--- Assignment ---
Below is a listing. Quote from it, exactly, the lines from the one containing "Target: antenna mast" down to the one containing "Provide the location of each instance of the wild", both ends included, and nothing else.

--- Data to use ---
>>>

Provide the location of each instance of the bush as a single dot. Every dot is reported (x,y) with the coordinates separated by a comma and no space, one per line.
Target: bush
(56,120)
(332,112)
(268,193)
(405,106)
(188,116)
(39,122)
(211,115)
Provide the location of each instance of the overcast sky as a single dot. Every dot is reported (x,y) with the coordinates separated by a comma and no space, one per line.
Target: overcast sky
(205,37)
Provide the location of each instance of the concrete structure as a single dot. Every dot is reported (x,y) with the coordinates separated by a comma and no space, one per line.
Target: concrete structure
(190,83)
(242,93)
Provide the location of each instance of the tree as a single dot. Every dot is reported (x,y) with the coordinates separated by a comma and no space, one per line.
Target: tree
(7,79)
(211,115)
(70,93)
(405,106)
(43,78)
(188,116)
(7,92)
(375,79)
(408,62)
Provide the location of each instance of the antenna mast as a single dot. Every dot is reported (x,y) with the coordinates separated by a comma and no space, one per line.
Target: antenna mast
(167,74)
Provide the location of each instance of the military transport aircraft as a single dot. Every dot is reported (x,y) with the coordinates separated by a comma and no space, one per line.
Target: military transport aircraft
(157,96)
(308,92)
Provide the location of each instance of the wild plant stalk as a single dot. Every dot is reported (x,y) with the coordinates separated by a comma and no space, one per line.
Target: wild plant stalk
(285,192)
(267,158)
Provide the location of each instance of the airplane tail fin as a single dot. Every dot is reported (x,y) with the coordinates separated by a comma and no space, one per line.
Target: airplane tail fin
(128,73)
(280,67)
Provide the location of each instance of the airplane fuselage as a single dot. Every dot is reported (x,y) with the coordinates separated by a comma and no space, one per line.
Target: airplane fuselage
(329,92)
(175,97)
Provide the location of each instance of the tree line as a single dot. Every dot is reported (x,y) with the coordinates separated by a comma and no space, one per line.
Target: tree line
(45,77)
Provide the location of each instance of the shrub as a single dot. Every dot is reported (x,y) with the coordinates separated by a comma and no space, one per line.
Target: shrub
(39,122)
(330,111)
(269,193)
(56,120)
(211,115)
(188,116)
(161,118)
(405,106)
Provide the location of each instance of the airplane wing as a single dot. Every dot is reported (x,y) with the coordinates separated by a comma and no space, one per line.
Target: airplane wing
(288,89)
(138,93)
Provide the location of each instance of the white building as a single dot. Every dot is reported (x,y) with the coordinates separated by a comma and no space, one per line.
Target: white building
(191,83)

<<<

--- Output of the exercise ---
Target: antenna mast
(167,74)
Provide the location of each instance of the military transport aircraft as a single dot. Every dot is reported (x,y) with the coordinates separated by a comma and no space, one per line.
Target: military transport aircraft
(157,96)
(308,92)
Provide the location of each instance of the wild plant stalk as a single dot. Every dot is reported (x,y) with the coordinates separated by a comma and no space, one per line.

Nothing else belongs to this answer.